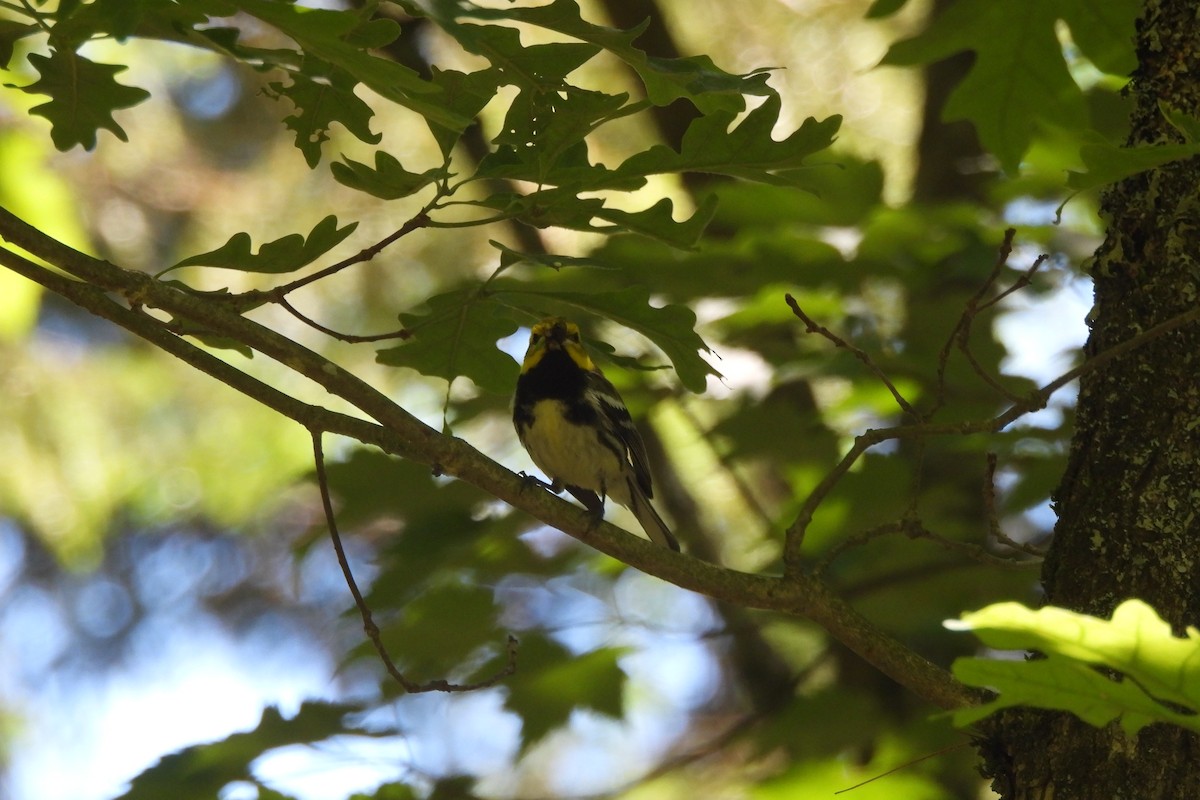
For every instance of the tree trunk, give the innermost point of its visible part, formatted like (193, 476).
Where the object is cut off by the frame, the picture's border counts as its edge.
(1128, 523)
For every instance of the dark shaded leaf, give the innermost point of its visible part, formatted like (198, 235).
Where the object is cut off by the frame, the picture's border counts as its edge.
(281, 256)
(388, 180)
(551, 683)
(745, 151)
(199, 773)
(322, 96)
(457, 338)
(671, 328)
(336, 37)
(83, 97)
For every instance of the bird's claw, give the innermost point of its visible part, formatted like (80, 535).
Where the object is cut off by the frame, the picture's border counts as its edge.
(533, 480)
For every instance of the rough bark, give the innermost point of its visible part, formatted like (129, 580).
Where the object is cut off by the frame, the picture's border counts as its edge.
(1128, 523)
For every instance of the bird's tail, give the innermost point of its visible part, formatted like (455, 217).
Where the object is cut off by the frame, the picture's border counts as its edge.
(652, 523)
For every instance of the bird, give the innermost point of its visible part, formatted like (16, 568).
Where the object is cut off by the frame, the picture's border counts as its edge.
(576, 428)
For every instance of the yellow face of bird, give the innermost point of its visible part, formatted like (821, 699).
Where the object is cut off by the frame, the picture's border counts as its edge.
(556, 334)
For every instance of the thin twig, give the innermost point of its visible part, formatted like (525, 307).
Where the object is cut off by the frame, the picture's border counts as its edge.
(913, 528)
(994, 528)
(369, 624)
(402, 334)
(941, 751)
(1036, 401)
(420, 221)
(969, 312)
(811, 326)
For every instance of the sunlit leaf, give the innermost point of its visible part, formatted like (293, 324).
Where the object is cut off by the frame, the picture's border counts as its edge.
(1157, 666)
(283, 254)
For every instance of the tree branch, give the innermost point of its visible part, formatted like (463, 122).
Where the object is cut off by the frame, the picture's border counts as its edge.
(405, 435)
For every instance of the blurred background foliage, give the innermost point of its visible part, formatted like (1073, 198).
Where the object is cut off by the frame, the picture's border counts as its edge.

**Exercise details:** Count the lines of the data above where the string "bird" shows up; reply with the number only.

**Solution to the problem:** 4